▶ WORK TASK: Transcribe the entries, keeping every character the same.

***** EXTRACTED ENTRIES *****

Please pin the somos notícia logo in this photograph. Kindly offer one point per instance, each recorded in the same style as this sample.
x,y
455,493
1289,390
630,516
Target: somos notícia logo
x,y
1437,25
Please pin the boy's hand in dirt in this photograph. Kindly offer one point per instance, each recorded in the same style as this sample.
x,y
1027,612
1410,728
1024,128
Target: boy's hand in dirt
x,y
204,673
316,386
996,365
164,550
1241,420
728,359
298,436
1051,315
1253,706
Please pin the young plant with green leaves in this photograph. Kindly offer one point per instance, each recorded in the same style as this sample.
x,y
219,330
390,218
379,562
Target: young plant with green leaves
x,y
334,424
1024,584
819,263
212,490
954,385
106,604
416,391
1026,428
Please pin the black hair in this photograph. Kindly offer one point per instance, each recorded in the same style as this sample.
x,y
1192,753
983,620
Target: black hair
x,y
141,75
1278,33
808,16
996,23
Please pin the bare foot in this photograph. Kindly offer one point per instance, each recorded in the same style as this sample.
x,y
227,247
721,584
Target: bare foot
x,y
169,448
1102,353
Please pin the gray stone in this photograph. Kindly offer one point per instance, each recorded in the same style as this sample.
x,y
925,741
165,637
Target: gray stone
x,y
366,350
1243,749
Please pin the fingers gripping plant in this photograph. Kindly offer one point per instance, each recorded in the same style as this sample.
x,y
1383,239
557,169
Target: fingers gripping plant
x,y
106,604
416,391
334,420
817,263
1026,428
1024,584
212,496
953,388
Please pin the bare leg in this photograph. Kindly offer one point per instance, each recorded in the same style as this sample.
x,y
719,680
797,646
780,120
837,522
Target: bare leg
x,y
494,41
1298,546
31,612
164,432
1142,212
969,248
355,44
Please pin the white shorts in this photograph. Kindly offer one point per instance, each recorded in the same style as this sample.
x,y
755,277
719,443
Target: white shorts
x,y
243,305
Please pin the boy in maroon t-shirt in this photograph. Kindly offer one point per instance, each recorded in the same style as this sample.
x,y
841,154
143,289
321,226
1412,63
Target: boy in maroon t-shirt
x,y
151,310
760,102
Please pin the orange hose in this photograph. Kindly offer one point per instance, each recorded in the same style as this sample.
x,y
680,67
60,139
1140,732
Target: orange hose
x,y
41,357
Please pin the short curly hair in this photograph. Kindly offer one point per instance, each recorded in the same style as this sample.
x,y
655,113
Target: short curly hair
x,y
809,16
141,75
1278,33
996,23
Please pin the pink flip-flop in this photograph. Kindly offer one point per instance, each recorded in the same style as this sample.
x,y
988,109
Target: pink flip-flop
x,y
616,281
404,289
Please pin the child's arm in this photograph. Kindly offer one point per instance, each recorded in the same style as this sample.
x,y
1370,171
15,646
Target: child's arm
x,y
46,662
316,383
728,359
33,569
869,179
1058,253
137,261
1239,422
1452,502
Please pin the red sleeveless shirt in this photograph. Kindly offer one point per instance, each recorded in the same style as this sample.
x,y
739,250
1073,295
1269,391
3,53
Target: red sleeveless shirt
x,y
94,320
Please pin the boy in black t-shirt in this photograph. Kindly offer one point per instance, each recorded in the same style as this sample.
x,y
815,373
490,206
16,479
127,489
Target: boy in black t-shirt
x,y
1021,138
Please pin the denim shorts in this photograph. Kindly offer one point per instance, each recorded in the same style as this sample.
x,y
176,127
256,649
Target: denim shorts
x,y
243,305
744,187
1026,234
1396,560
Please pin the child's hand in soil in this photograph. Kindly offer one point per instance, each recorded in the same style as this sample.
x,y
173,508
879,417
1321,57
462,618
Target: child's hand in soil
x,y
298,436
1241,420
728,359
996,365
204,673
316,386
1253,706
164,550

*****

▶ REPLY:
Please pin the somos notícia logo in this photograph. Kindly offer one point per instance, each recorded in the same style as this sample.
x,y
455,493
1289,390
630,516
Target: somos notícia logo
x,y
1437,25
Please pin the boy's hand in dirt in this photograph. Kindly offer one point per instance, each recorded in the same style as this sample.
x,y
1027,612
1410,728
1024,128
Target: boy's hand in dirt
x,y
204,673
316,386
996,365
164,550
1241,420
728,359
298,436
1051,315
1253,706
Please pin the young plant with green leaves in this photograph. Kindly offer one point per instance, each recorded in the same style as this sample.
x,y
219,330
390,218
379,562
Target: young plant with green leaves
x,y
334,424
1024,584
819,263
212,490
954,385
106,604
416,391
1026,428
Please pin the black hair in this photograph. Kindly offer one point per instance, each recorded in the same style as this sample.
x,y
1192,753
983,620
Target: black hair
x,y
141,75
1278,33
808,16
996,23
Please pin the bare foot in this photograph. Kindly offer one point per instance, each recorded in the same style as this sample.
x,y
227,247
721,584
Target: bare foot
x,y
169,448
1102,353
Please pin the gray stone in this photograph. Kindly offer one point per instance, each recorded in the same style as this sample.
x,y
925,741
165,637
Target: gray stone
x,y
366,350
1243,749
Please pin the fingers gripping plant in this photograph. Kindly offer one point per instance, each recorded in the same style as this sample.
x,y
1383,239
557,169
Target: fingers gripping plant
x,y
106,604
416,391
334,420
817,263
1026,428
1024,584
212,496
953,388
Please pin the bare leg in this photograph. Kindly offer one point per instance, each recorded in the same style as this sample.
x,y
719,680
797,646
780,120
837,522
Target: bare leg
x,y
494,41
1298,546
31,612
164,432
1142,212
969,248
355,44
Please pin the white shorts in this photograph. Kindly offer one point per instance, each recorded in the same style as this sample.
x,y
755,277
719,443
Target: white shorts
x,y
243,305
Please pin the boy in maroon t-shirt in this photograph. Kindly offer one point per instance, each recorded in the same style as this sample.
x,y
841,154
143,289
321,226
1412,63
Target: boy in maroon t-shirt
x,y
151,310
760,102
Please pin the orange hose in this photograph. Kindly offer one point per instance, each recorded in the same style as this sample.
x,y
680,67
60,139
1140,732
Target: orange hose
x,y
41,357
Please pin the short curly hair in this photograph. Kindly offer one point per instance, each recorded in the same style as this sample.
x,y
655,113
Target: short curly hair
x,y
809,16
141,75
1278,33
996,23
Please pin the pink flip-flop in this photograph. Kindly offer one point per instance, each recorded in the same style as this sample.
x,y
988,109
Target: pink flip-flop
x,y
616,281
404,289
Please pin the child's arm in this photograph. Kindly offer one point per instance, each recorded in the same style as this sample.
x,y
1370,171
15,646
Target: child's arm
x,y
46,662
316,383
728,359
33,569
869,179
1058,253
137,261
1239,422
1452,502
Please pin the red sleeveless shirt in this photograph. Kindly offer one point per instance, each recorded in the same style as this sample.
x,y
739,250
1073,295
1269,391
3,53
Target: red sleeveless shirt
x,y
94,320
Please pin the boy in black t-shirt in this photograph. Kindly offer one point per instance, each recorded in the same style as this sample.
x,y
815,373
490,206
16,479
127,489
Target: boy in black t-shirt
x,y
1021,138
Please pin the denim shorts in this photograph. Kindly offer one point per instance, each recorded in the same style as this sample.
x,y
176,127
256,649
Target: denim shorts
x,y
243,305
744,187
1026,234
1396,560
Please pin the child's hand in soil in this photograph. Kindly offer one point per instance, each recorded in the same style as this sample.
x,y
173,508
879,417
1321,57
462,618
Target: child's hand in soil
x,y
298,436
1241,420
728,359
996,365
204,673
316,386
1253,706
164,550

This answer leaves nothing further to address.